__TASK REQUIREMENTS__.
How many lines in the material below include the word "black"? Give only the number.

__DATASET__.

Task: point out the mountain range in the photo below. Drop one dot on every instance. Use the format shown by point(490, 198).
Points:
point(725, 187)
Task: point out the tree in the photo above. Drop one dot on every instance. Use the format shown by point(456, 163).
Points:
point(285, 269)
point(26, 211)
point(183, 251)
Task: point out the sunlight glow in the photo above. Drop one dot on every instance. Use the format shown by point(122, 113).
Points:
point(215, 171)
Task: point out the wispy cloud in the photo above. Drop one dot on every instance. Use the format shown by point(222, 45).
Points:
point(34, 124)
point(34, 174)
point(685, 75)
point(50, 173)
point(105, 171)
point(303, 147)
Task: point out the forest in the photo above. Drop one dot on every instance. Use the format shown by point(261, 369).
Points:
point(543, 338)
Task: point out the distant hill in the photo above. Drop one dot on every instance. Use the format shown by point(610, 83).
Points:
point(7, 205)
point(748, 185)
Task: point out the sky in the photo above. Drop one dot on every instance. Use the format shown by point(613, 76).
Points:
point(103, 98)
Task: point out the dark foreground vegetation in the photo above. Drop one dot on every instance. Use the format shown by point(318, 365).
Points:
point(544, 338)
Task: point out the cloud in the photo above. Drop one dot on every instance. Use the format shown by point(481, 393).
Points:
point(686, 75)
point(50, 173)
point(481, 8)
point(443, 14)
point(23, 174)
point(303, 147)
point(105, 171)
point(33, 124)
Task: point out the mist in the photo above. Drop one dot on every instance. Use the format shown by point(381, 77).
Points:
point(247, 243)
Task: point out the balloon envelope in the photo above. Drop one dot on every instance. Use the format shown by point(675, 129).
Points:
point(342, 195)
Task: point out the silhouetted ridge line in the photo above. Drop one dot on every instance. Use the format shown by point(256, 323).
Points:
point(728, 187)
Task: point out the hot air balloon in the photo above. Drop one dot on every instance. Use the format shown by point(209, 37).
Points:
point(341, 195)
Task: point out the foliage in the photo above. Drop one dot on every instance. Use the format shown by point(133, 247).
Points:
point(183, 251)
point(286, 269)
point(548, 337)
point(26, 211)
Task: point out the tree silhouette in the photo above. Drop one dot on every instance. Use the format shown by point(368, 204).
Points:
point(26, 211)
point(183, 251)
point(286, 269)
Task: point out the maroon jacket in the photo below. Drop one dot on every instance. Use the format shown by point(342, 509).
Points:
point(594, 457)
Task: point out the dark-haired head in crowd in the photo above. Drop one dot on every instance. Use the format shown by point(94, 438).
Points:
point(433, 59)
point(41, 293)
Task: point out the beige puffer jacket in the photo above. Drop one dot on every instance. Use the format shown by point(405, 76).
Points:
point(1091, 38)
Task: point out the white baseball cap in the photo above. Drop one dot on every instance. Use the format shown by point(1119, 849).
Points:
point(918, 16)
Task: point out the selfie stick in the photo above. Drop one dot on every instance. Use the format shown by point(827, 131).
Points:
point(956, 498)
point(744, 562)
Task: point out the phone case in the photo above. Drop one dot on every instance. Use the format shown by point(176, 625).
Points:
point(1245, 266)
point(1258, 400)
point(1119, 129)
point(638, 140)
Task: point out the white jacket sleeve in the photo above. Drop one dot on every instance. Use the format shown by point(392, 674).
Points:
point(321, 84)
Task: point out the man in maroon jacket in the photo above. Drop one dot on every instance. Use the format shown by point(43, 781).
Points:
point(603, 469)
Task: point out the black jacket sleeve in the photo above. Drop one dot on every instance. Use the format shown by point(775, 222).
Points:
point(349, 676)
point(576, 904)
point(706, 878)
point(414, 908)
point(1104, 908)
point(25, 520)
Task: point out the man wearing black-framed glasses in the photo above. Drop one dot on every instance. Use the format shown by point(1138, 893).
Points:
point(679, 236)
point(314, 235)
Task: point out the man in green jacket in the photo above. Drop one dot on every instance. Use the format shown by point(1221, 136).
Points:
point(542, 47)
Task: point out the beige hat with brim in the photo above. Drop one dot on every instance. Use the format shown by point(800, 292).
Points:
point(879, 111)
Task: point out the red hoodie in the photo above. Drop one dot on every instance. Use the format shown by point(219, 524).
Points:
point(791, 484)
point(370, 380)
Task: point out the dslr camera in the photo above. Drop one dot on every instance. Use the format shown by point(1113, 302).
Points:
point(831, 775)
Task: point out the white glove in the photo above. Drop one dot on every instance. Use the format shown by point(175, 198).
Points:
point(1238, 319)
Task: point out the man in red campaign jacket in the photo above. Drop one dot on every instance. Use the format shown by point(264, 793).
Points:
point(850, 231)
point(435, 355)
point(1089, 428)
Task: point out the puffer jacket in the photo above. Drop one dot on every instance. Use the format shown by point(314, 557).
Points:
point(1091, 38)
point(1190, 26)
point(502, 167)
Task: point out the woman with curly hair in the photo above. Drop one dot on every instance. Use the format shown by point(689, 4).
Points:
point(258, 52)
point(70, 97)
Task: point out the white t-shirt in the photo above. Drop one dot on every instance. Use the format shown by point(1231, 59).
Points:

__ANSWER TO THIS EXERCISE__.
2